**Data**:
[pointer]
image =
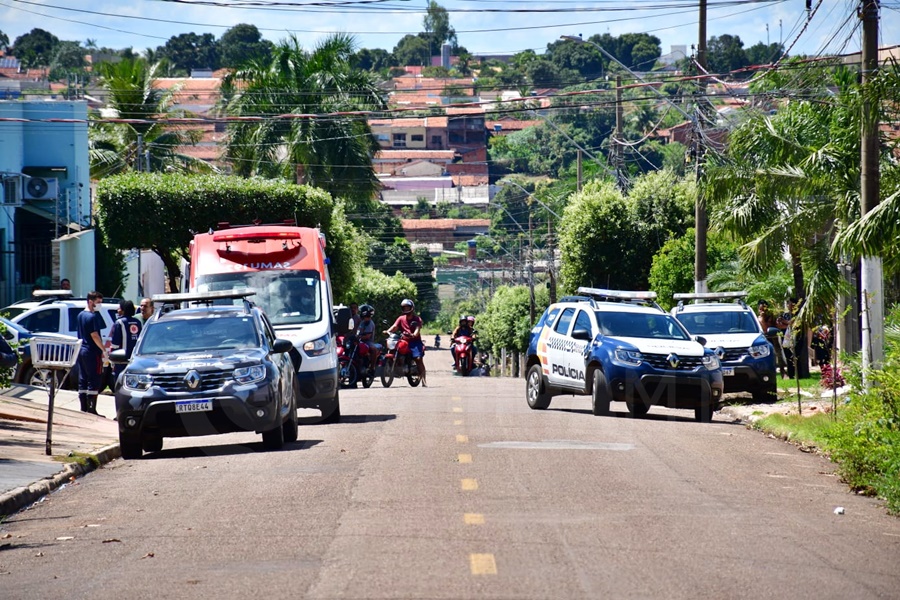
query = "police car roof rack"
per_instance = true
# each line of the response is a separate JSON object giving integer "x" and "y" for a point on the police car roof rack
{"x": 601, "y": 295}
{"x": 712, "y": 296}
{"x": 168, "y": 301}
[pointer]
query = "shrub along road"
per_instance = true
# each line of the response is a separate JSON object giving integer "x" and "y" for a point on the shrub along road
{"x": 458, "y": 490}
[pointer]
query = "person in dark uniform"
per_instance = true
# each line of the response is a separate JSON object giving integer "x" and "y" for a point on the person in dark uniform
{"x": 125, "y": 333}
{"x": 90, "y": 358}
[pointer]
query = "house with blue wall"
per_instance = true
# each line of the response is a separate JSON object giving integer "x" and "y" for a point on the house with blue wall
{"x": 45, "y": 198}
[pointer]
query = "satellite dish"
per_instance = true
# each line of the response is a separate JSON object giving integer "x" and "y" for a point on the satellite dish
{"x": 37, "y": 187}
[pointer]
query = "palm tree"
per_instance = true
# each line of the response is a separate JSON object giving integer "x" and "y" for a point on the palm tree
{"x": 289, "y": 118}
{"x": 140, "y": 108}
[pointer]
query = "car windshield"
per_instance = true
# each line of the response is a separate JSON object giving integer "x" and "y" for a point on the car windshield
{"x": 717, "y": 322}
{"x": 642, "y": 325}
{"x": 198, "y": 334}
{"x": 287, "y": 297}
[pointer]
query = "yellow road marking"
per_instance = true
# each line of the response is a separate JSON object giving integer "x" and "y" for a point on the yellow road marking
{"x": 482, "y": 564}
{"x": 473, "y": 519}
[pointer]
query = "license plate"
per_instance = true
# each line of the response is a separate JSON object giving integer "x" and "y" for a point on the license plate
{"x": 184, "y": 406}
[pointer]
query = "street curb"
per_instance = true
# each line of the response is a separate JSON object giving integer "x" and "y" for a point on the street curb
{"x": 15, "y": 500}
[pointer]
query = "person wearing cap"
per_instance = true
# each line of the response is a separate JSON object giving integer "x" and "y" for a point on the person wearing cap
{"x": 410, "y": 325}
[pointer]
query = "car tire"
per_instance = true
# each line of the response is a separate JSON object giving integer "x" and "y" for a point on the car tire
{"x": 638, "y": 408}
{"x": 600, "y": 394}
{"x": 152, "y": 443}
{"x": 291, "y": 427}
{"x": 130, "y": 446}
{"x": 537, "y": 397}
{"x": 274, "y": 438}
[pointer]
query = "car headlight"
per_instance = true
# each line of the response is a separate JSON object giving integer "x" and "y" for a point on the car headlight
{"x": 629, "y": 357}
{"x": 759, "y": 350}
{"x": 317, "y": 347}
{"x": 249, "y": 374}
{"x": 711, "y": 361}
{"x": 138, "y": 381}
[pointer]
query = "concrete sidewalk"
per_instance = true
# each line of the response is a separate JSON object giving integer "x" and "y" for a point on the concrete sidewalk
{"x": 26, "y": 472}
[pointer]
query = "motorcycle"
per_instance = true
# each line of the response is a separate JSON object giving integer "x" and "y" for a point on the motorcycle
{"x": 464, "y": 354}
{"x": 353, "y": 362}
{"x": 398, "y": 362}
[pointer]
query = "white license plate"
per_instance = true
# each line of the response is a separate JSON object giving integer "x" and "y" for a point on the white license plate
{"x": 184, "y": 406}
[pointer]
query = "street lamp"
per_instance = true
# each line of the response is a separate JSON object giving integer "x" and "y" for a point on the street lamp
{"x": 699, "y": 206}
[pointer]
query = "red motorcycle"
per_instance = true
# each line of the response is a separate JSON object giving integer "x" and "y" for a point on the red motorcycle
{"x": 353, "y": 362}
{"x": 463, "y": 353}
{"x": 398, "y": 361}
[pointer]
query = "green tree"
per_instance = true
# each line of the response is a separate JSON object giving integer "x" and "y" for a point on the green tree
{"x": 114, "y": 147}
{"x": 189, "y": 51}
{"x": 35, "y": 48}
{"x": 330, "y": 151}
{"x": 243, "y": 43}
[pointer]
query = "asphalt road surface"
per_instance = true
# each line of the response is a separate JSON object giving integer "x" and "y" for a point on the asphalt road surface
{"x": 459, "y": 491}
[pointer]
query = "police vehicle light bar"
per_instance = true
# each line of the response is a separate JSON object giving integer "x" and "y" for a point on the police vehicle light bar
{"x": 203, "y": 296}
{"x": 597, "y": 293}
{"x": 710, "y": 296}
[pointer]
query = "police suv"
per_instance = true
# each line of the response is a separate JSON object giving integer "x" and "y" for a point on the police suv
{"x": 733, "y": 332}
{"x": 616, "y": 345}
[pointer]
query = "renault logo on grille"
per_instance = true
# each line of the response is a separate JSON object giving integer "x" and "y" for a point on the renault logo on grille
{"x": 192, "y": 379}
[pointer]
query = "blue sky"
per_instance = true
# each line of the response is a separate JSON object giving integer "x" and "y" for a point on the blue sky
{"x": 140, "y": 24}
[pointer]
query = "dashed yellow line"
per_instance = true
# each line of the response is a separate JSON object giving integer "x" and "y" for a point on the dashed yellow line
{"x": 482, "y": 564}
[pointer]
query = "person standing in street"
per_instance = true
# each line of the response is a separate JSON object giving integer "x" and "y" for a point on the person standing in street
{"x": 146, "y": 309}
{"x": 125, "y": 332}
{"x": 92, "y": 354}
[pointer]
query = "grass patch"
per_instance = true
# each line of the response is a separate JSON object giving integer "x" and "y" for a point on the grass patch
{"x": 80, "y": 458}
{"x": 795, "y": 428}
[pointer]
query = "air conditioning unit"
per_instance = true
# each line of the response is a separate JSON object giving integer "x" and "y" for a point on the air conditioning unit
{"x": 41, "y": 188}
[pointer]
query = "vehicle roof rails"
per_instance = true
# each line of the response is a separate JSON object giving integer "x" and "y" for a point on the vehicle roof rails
{"x": 712, "y": 296}
{"x": 168, "y": 301}
{"x": 626, "y": 297}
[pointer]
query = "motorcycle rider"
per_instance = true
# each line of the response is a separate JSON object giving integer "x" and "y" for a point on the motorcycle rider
{"x": 365, "y": 333}
{"x": 461, "y": 329}
{"x": 410, "y": 325}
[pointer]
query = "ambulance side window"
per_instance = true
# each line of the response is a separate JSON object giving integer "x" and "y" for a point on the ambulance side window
{"x": 562, "y": 324}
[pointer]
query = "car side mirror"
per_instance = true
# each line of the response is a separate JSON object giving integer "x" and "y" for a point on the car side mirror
{"x": 343, "y": 319}
{"x": 118, "y": 357}
{"x": 582, "y": 334}
{"x": 281, "y": 346}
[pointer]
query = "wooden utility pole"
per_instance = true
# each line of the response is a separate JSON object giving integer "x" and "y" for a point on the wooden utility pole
{"x": 700, "y": 204}
{"x": 871, "y": 278}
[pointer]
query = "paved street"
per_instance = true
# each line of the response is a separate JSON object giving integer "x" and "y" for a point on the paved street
{"x": 459, "y": 490}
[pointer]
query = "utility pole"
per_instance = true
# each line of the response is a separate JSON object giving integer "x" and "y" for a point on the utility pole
{"x": 871, "y": 279}
{"x": 617, "y": 148}
{"x": 700, "y": 205}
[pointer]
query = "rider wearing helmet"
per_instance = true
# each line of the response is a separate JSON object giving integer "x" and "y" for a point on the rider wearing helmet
{"x": 410, "y": 325}
{"x": 366, "y": 335}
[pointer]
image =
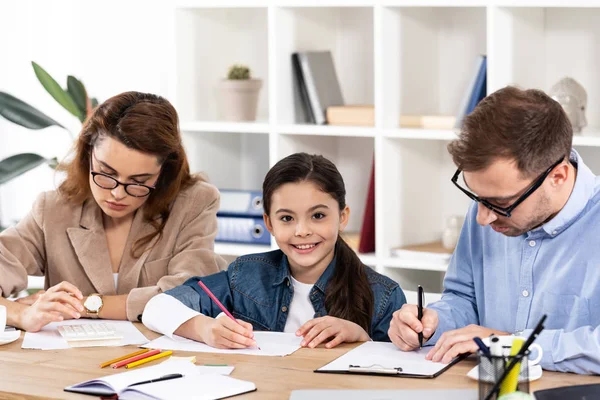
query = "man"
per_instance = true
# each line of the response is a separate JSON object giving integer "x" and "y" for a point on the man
{"x": 530, "y": 242}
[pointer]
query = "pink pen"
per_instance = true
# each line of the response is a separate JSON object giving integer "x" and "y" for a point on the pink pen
{"x": 218, "y": 303}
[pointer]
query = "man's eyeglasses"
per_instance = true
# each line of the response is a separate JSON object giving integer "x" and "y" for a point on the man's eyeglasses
{"x": 108, "y": 182}
{"x": 506, "y": 211}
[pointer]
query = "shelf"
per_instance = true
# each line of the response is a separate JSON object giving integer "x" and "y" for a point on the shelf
{"x": 406, "y": 263}
{"x": 218, "y": 126}
{"x": 325, "y": 130}
{"x": 415, "y": 133}
{"x": 240, "y": 249}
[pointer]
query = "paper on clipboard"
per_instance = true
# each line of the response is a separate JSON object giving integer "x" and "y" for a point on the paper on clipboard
{"x": 382, "y": 358}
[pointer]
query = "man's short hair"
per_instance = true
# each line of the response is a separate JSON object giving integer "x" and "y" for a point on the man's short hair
{"x": 524, "y": 125}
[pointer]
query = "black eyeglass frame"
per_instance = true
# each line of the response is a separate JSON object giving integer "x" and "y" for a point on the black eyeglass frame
{"x": 507, "y": 211}
{"x": 117, "y": 183}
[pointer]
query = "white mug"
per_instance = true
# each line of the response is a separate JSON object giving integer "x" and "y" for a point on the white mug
{"x": 506, "y": 343}
{"x": 2, "y": 319}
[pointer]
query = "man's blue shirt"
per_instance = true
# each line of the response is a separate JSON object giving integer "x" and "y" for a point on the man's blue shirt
{"x": 508, "y": 283}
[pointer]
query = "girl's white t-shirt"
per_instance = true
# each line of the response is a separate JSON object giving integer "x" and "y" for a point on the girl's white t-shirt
{"x": 301, "y": 309}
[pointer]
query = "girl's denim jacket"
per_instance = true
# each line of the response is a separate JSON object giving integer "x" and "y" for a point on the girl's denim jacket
{"x": 257, "y": 288}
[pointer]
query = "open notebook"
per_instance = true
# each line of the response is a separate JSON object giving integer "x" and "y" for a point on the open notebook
{"x": 197, "y": 382}
{"x": 380, "y": 358}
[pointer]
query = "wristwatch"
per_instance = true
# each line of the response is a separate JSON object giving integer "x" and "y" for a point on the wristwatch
{"x": 93, "y": 304}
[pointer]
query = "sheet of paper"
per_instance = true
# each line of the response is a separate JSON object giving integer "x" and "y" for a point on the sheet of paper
{"x": 386, "y": 355}
{"x": 270, "y": 343}
{"x": 49, "y": 338}
{"x": 204, "y": 387}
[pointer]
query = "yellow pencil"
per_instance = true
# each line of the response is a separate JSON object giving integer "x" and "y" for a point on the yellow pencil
{"x": 145, "y": 360}
{"x": 137, "y": 353}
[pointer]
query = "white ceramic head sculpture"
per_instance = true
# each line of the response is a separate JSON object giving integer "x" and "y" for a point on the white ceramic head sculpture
{"x": 573, "y": 98}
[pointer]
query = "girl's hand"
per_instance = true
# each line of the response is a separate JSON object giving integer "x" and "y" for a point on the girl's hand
{"x": 224, "y": 333}
{"x": 62, "y": 301}
{"x": 318, "y": 330}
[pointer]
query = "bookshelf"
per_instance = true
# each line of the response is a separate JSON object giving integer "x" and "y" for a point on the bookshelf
{"x": 403, "y": 56}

**Directions**: Using the line that contains "the girl's white t-shirt" as the first, reproduce each line exactly through the last line of the listing.

**Task response**:
# each line of the response is a separate JSON object giving integer "x" and "y" for a point on the girl's white t-shirt
{"x": 301, "y": 309}
[pointer]
query = "girl's denim jacket"
per_instance = true
# each line of the response is a separate JSON object giving integer "x" and "y" for a point on the girl's denim jacket
{"x": 257, "y": 288}
[pointer]
query = "open notebook"
per_instance = true
# each line of the response is a separate JSON object giving integer "x" and "y" for a point on the open notebook
{"x": 197, "y": 382}
{"x": 380, "y": 358}
[pointer]
query = "wristwatch"
per_instance = true
# each line of the response is a separate JSON object giving integer "x" and "y" for a point on the wristwatch
{"x": 93, "y": 304}
[pointer]
query = "sheet of paper"
per_instance = true
# each line of the response is a separate JSON object giving integer "x" and "y" for a point on the sheet of paper
{"x": 386, "y": 355}
{"x": 270, "y": 343}
{"x": 49, "y": 338}
{"x": 204, "y": 387}
[pointer]
query = "yellow pencil"
per_instance = true
# each line of the response is a separate JSON object giving integer "x" and "y" for a point on the yellow pencil
{"x": 145, "y": 360}
{"x": 137, "y": 353}
[pointer]
query = "white ceramic head sculpture"
per_instance = true
# each line of the response is a separate JSON object giving integer "x" and "y" for a point on the white ceramic head sculpture
{"x": 573, "y": 98}
[pointer]
query = "girl's hand"
per_instance = true
# each line of the response is a separate JSON object giving integer "x" and "y" for a point on the girl's hand
{"x": 224, "y": 333}
{"x": 62, "y": 301}
{"x": 318, "y": 330}
[pointer]
query = "bookshelf"
per_instance = true
# each line of the response is a separate JSON object giving integer "x" and "y" for a point on the bookshelf
{"x": 403, "y": 56}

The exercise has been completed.